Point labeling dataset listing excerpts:
* START *

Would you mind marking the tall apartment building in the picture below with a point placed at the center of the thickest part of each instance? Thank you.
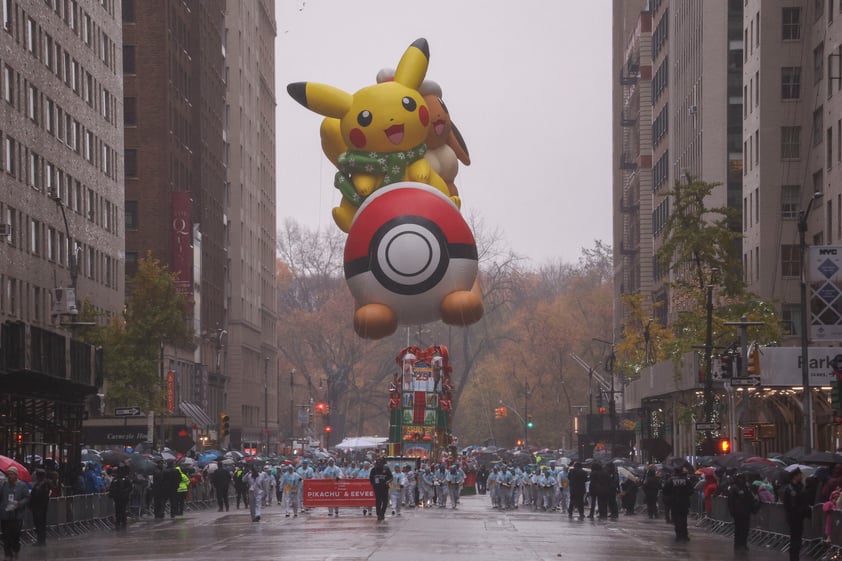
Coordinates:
(61, 212)
(792, 130)
(174, 110)
(677, 106)
(252, 398)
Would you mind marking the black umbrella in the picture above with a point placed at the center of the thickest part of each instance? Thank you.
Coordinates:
(114, 457)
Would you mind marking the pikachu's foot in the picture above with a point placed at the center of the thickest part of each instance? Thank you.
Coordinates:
(343, 218)
(375, 321)
(462, 307)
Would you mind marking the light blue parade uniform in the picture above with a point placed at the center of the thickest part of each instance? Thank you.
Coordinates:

* END *

Lay out as a numbered list the lines of the listing, starting with the line containing "Would you mind marking the pikachu's" and going on through the end of the listing, omitting any blank lines.

FINISHED TASK ->
1. Would you mind marking the pikachu's foot in the picture above with a point placed at the center of the thickest part of each instance? Thank you.
2. Coordinates:
3. (343, 218)
4. (375, 321)
5. (462, 307)
6. Would you mind marking the light blue parade uniform in the picture above with a point placed at the center of the thickest part of each instance? Thank you.
7. Coordinates:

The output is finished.